Requirement: Show every line of the data below that contains the word "submerged".

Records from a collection
━━━━━━━━

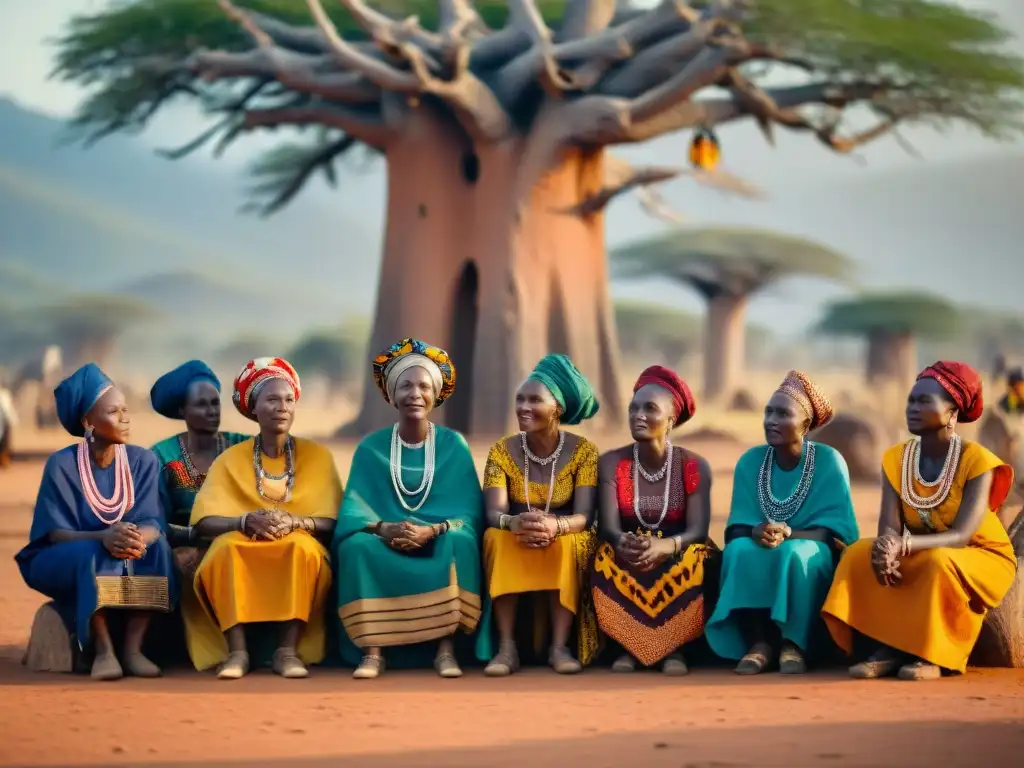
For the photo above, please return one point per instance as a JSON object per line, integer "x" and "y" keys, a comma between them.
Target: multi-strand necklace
{"x": 195, "y": 476}
{"x": 781, "y": 510}
{"x": 111, "y": 510}
{"x": 426, "y": 482}
{"x": 665, "y": 473}
{"x": 262, "y": 474}
{"x": 528, "y": 456}
{"x": 911, "y": 472}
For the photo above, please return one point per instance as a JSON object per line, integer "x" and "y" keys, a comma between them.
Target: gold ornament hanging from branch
{"x": 705, "y": 152}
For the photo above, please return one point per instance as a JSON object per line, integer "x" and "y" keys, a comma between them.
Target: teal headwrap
{"x": 569, "y": 387}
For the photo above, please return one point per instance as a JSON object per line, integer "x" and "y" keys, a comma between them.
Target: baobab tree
{"x": 892, "y": 323}
{"x": 494, "y": 119}
{"x": 726, "y": 265}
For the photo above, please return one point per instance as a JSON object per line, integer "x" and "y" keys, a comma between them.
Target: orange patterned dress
{"x": 654, "y": 613}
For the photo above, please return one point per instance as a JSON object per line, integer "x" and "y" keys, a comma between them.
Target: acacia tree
{"x": 726, "y": 265}
{"x": 891, "y": 323}
{"x": 495, "y": 122}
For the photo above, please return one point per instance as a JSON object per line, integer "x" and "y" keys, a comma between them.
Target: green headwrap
{"x": 569, "y": 387}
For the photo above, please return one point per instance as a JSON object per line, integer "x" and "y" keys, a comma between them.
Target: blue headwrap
{"x": 171, "y": 390}
{"x": 569, "y": 387}
{"x": 77, "y": 394}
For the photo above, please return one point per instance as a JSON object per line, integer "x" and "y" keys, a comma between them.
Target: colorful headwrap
{"x": 397, "y": 358}
{"x": 809, "y": 396}
{"x": 77, "y": 394}
{"x": 255, "y": 374}
{"x": 671, "y": 381}
{"x": 169, "y": 393}
{"x": 569, "y": 387}
{"x": 963, "y": 384}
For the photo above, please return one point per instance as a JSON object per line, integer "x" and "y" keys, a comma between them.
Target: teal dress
{"x": 406, "y": 601}
{"x": 792, "y": 580}
{"x": 178, "y": 486}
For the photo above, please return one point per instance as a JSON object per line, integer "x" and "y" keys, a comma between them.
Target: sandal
{"x": 505, "y": 663}
{"x": 625, "y": 664}
{"x": 883, "y": 663}
{"x": 756, "y": 660}
{"x": 791, "y": 660}
{"x": 139, "y": 666}
{"x": 371, "y": 667}
{"x": 446, "y": 666}
{"x": 920, "y": 670}
{"x": 675, "y": 666}
{"x": 288, "y": 665}
{"x": 563, "y": 663}
{"x": 235, "y": 667}
{"x": 107, "y": 667}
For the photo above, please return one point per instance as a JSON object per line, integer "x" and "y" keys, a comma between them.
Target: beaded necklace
{"x": 910, "y": 471}
{"x": 664, "y": 473}
{"x": 528, "y": 456}
{"x": 426, "y": 482}
{"x": 196, "y": 477}
{"x": 781, "y": 510}
{"x": 261, "y": 474}
{"x": 108, "y": 511}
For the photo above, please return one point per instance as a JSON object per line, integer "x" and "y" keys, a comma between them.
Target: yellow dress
{"x": 936, "y": 611}
{"x": 245, "y": 582}
{"x": 561, "y": 567}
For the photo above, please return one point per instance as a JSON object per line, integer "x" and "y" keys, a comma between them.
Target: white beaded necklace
{"x": 426, "y": 482}
{"x": 528, "y": 457}
{"x": 108, "y": 511}
{"x": 665, "y": 472}
{"x": 910, "y": 471}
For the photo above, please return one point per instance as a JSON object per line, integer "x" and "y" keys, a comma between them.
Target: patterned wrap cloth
{"x": 256, "y": 373}
{"x": 809, "y": 396}
{"x": 962, "y": 383}
{"x": 389, "y": 365}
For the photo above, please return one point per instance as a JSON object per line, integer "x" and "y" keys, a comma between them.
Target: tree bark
{"x": 457, "y": 210}
{"x": 892, "y": 357}
{"x": 724, "y": 347}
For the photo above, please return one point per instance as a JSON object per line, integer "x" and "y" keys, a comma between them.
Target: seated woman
{"x": 541, "y": 495}
{"x": 918, "y": 594}
{"x": 791, "y": 509}
{"x": 269, "y": 504}
{"x": 408, "y": 540}
{"x": 96, "y": 544}
{"x": 654, "y": 512}
{"x": 189, "y": 392}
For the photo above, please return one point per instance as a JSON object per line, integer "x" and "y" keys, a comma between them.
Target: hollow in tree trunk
{"x": 472, "y": 237}
{"x": 724, "y": 345}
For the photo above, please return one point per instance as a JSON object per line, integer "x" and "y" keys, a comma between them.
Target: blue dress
{"x": 792, "y": 580}
{"x": 81, "y": 577}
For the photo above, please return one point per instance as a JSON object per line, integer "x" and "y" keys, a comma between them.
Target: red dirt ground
{"x": 711, "y": 719}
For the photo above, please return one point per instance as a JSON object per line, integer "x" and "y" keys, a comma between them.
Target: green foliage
{"x": 652, "y": 330}
{"x": 728, "y": 260}
{"x": 929, "y": 316}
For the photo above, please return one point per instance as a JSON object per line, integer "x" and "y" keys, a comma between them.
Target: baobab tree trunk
{"x": 892, "y": 357}
{"x": 494, "y": 267}
{"x": 724, "y": 352}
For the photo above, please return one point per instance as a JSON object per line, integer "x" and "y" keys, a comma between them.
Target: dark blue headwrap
{"x": 171, "y": 390}
{"x": 77, "y": 394}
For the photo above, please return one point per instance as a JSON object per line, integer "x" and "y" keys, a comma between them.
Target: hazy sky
{"x": 796, "y": 168}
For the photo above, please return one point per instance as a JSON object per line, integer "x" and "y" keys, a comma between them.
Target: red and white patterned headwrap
{"x": 257, "y": 372}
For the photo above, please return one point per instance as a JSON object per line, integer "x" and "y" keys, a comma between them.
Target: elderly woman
{"x": 190, "y": 393}
{"x": 541, "y": 495}
{"x": 409, "y": 530}
{"x": 96, "y": 544}
{"x": 269, "y": 504}
{"x": 654, "y": 510}
{"x": 919, "y": 592}
{"x": 792, "y": 510}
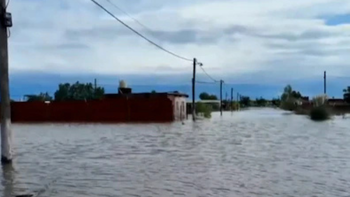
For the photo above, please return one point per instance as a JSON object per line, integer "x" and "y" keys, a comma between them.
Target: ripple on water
{"x": 259, "y": 152}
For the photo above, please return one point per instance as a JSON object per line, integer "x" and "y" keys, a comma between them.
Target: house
{"x": 336, "y": 102}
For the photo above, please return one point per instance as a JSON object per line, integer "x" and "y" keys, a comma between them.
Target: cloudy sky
{"x": 240, "y": 41}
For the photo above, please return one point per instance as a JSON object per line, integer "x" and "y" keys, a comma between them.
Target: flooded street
{"x": 253, "y": 153}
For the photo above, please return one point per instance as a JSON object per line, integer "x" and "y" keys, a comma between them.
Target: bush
{"x": 205, "y": 109}
{"x": 288, "y": 105}
{"x": 319, "y": 113}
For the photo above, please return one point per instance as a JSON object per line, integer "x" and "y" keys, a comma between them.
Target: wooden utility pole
{"x": 231, "y": 99}
{"x": 6, "y": 136}
{"x": 194, "y": 90}
{"x": 221, "y": 82}
{"x": 324, "y": 83}
{"x": 238, "y": 104}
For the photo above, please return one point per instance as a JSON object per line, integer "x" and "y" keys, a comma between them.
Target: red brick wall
{"x": 157, "y": 109}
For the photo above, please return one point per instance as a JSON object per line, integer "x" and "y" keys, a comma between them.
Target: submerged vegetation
{"x": 317, "y": 110}
{"x": 204, "y": 109}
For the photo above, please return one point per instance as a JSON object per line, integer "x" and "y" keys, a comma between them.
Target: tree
{"x": 261, "y": 101}
{"x": 40, "y": 97}
{"x": 245, "y": 101}
{"x": 78, "y": 91}
{"x": 206, "y": 96}
{"x": 289, "y": 93}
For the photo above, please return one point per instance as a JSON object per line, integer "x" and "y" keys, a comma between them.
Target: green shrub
{"x": 205, "y": 109}
{"x": 288, "y": 105}
{"x": 319, "y": 113}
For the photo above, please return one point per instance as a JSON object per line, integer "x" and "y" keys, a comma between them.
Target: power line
{"x": 206, "y": 82}
{"x": 139, "y": 34}
{"x": 124, "y": 12}
{"x": 205, "y": 72}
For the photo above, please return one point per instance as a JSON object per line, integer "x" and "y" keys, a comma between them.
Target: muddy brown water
{"x": 252, "y": 153}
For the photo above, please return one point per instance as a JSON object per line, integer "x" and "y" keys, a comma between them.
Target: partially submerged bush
{"x": 319, "y": 113}
{"x": 205, "y": 109}
{"x": 288, "y": 105}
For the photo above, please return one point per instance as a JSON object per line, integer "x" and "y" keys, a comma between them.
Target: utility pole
{"x": 324, "y": 83}
{"x": 221, "y": 82}
{"x": 231, "y": 99}
{"x": 194, "y": 90}
{"x": 6, "y": 136}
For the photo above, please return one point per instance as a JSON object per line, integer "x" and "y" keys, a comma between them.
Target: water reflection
{"x": 247, "y": 154}
{"x": 8, "y": 174}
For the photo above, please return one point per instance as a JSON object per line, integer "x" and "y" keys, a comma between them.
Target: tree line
{"x": 67, "y": 91}
{"x": 244, "y": 101}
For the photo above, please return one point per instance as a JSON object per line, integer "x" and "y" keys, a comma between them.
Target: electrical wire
{"x": 205, "y": 72}
{"x": 206, "y": 82}
{"x": 139, "y": 34}
{"x": 124, "y": 12}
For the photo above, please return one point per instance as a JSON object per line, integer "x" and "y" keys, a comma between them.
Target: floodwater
{"x": 253, "y": 153}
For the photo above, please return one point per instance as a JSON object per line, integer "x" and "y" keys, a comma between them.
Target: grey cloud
{"x": 307, "y": 35}
{"x": 183, "y": 36}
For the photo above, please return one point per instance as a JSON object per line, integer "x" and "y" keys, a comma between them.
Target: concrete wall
{"x": 157, "y": 109}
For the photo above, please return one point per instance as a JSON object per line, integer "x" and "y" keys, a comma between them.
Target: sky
{"x": 257, "y": 46}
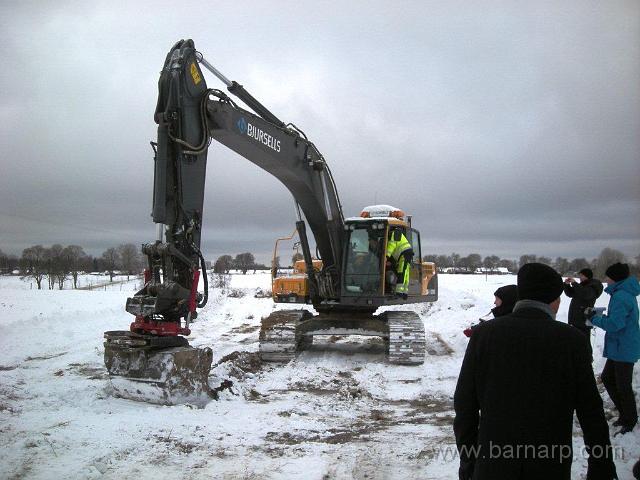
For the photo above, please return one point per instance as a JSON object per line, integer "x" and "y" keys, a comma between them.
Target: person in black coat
{"x": 583, "y": 295}
{"x": 505, "y": 299}
{"x": 522, "y": 378}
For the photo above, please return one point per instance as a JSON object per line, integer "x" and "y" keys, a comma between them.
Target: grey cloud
{"x": 502, "y": 127}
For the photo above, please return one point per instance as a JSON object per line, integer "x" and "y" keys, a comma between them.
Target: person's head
{"x": 541, "y": 283}
{"x": 505, "y": 299}
{"x": 616, "y": 272}
{"x": 585, "y": 274}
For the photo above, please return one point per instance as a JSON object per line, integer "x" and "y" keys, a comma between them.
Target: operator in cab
{"x": 399, "y": 254}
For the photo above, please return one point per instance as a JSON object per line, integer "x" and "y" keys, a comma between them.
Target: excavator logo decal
{"x": 242, "y": 125}
{"x": 254, "y": 132}
{"x": 195, "y": 74}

━━━━━━━━

Result for this task:
Target: submerged vegetation
Target: partially submerged bush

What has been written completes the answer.